READING PASSAGE —
──────────
By Amanda DiSilvestro
When a company talks about analyzing calculations, it can be intimidating. However, once you get a handle on the right metrics and what benchmarks customers expect, it turns into a simple process. Customer retention rate (CRR) is a great place to start: It’s easy to calculate. It’s also crucial to understand in order to help your company stay strong and grow. If you know why customers are sticking with you, you can better optimize your strategies for future customers. And, your CRR is a great number to throw out during a sales pitch.
CRR is a figure that helps you understand how good your processes are in keeping customers happy and making them want to continue working with your company (retention). Customer retention begins with the very first impression and contact a person has with your company, and follows throughout the transaction and your company’s relationship with them. For example, a customer may begin this relationship when they “like” your Facebook page. That relationship won’t end unless they unlike your page, or other similar actions like not opening your email marketing campaigns, and removing themselves from your subscriber list.
So why is calculating your customer retention rate so important? Quantifying your success helps you put initiatives in place to keep your company strong, but there are a few facts to keep in mind:
According to NG Data, customer retention is faster and, on average, costs up to seven times less than customer acquisition. This is because selling to customers who you already have a relationship with is more effective. You don’t have to attract, educate, and convert them from scratch.
Invesp reported that increasing customer retention by 5 percent could lead to an increase in profits of 25 to 95 percent.
According to a Huify article, the likelihood of converting an existing customer into a repeat customer is 60 to 70 percent, as opposed to 5 to 20 percent for a new lead.
Upselling to existing customers is usually more lucrative than whatever sale you would make on a new client.
According to Client Heartbeat, loyal customers are worth up to 10 times as much as their first purchase.
──────────
Stored records:
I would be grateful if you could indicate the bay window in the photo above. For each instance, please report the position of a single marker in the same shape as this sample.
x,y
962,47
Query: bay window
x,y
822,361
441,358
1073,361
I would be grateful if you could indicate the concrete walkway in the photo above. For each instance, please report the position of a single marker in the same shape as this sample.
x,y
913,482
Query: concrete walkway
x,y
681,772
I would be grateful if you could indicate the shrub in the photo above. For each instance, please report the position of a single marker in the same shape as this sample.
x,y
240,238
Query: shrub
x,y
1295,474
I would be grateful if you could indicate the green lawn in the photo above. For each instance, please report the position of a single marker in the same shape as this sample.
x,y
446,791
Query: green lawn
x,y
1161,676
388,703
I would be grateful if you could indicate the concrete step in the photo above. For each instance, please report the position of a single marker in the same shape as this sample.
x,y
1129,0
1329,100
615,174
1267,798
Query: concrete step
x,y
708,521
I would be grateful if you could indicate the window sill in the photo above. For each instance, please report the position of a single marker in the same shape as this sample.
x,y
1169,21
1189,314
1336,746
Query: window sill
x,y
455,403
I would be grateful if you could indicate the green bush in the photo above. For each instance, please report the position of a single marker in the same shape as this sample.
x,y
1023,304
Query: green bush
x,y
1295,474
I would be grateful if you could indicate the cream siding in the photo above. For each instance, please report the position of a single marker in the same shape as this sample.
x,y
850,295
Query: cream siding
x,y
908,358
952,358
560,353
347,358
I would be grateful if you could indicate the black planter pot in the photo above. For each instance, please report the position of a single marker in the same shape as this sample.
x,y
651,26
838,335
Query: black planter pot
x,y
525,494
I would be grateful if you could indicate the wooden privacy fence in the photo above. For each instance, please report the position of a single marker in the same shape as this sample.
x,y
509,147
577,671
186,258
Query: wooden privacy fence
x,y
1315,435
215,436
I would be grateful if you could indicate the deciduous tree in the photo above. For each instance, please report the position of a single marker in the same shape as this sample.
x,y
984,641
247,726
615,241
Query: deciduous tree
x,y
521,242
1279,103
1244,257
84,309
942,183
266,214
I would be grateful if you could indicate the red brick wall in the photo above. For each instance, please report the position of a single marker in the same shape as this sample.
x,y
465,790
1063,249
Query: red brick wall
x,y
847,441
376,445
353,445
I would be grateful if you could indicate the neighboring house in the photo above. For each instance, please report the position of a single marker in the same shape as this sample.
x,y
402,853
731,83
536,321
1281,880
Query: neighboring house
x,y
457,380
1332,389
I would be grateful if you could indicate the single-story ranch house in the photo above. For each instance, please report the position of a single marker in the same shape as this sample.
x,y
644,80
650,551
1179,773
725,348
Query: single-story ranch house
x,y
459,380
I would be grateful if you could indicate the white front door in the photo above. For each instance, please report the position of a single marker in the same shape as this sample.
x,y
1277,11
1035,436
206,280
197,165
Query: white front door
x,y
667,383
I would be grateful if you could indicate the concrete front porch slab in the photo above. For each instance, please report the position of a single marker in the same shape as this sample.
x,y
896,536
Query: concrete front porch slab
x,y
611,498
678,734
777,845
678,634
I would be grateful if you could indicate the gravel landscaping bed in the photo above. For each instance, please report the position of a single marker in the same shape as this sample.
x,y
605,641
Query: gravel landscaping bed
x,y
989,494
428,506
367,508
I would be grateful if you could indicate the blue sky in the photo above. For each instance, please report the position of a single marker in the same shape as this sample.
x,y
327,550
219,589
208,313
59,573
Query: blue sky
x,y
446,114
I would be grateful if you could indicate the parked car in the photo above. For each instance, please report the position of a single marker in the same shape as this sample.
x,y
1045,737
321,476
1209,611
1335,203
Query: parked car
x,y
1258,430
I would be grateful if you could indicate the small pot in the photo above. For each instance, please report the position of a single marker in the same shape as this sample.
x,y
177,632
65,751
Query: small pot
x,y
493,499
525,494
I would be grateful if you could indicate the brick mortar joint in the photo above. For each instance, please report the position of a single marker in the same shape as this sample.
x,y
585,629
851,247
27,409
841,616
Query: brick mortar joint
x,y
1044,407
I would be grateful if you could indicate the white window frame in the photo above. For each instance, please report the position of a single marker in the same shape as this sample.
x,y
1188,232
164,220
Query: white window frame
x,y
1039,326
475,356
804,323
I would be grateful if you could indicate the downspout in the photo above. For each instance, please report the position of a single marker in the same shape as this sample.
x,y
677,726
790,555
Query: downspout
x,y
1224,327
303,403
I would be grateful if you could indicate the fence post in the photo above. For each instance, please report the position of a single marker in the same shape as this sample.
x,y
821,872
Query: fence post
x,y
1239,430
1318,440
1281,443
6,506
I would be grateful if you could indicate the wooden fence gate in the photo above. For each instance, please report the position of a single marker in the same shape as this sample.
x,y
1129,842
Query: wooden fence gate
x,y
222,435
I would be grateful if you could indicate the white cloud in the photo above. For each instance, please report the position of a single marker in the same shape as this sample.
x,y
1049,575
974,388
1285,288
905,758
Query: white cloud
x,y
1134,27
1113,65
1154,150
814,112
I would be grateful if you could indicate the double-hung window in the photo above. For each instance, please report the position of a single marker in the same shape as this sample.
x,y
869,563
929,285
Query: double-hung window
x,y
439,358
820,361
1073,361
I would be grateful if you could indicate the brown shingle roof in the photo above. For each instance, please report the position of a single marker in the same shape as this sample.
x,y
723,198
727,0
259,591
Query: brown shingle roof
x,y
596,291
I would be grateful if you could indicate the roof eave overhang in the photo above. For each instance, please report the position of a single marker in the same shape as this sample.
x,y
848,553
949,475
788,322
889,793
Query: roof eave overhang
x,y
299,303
──────────
TASK A — Summarize the article on customer retention rate in two sentences.
TASK B — Extract every line of the entries that contains the word "wooden".
The text and the entries come from unrelated sources.

CORRECT ANSWER A — Customer retention rate measures how well a company's processes keep customers happy and make them want to keep working with the company, and it is easy to calculate and crucial for helping a company stay strong and grow. Cited figures show that retention costs up to seven times less than acquisition, that a 5 percent rise in retention could raise profits by 25 to 95 percent, and that existing customers become repeat customers far more often than new leads do.

CORRECT ANSWER B —
I would be grateful if you could indicate the wooden privacy fence in the photo above. For each instance, please report the position of a single marker in the same shape as this sample.
Query: wooden privacy fence
I would be grateful if you could indicate the wooden fence gate in the photo above. For each instance, please report the position of a single marker in the same shape as this sample.
Query: wooden fence gate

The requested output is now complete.